> GIVEN INSTRUCTION: Rewrite every one of the entries below with "green tree foliage" replaced by "leafy shrub" wherever it occurs. Leave everything else unchanged.

-- Start --

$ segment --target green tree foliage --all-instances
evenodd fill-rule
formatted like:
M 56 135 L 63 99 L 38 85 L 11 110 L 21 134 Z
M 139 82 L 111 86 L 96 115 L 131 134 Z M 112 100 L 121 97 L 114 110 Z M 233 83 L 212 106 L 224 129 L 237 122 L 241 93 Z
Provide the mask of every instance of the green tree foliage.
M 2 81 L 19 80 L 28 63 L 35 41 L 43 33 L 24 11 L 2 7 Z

-- End --

> WORKED SOLUTION:
$ segment --target leafy shrub --all-instances
evenodd fill-rule
formatted like:
M 56 135 L 63 99 L 38 85 L 11 110 L 21 134 Z
M 139 82 L 111 86 L 96 115 L 131 134 Z M 112 100 L 121 97 L 114 110 Z M 233 83 L 212 106 L 224 129 L 237 122 L 241 93 Z
Provide the mask of every instance of the leafy shrub.
M 2 81 L 19 80 L 28 63 L 35 41 L 43 33 L 24 11 L 2 7 Z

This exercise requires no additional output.